--- PROVIDED ENTRIES ---

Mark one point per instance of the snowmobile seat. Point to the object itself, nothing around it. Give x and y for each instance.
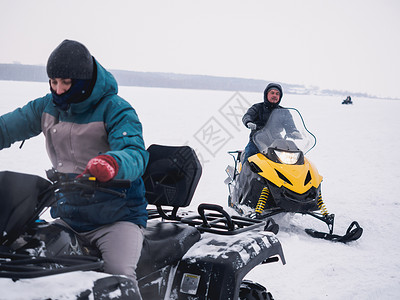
(171, 176)
(165, 243)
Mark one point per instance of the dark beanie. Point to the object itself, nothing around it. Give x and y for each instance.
(72, 60)
(273, 86)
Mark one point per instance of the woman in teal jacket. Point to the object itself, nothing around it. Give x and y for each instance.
(89, 129)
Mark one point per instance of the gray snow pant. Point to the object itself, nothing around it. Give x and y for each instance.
(120, 245)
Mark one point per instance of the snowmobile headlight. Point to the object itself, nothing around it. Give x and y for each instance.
(289, 158)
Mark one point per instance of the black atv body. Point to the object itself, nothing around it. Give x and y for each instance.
(189, 255)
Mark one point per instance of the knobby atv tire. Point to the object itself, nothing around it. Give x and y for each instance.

---

→ WHAT IS EXPECTED: Set down exactly, and only, the lines from the one with "Mark one point per instance of the snowmobile headlight." to the final line of the data.

→ YOUR RESPONSE:
Mark one point per instance of the snowmobile headlight. Point to the object itself, nothing around it. Give x and y for each instance.
(289, 158)
Mark one point per instance of the black atv body. Point to the object itself, nothing around it. Give x and y for each instance.
(189, 255)
Mark one point per instance of the knobby atv tire. Point to the object itself, nothing around it. Give x and y for each instance.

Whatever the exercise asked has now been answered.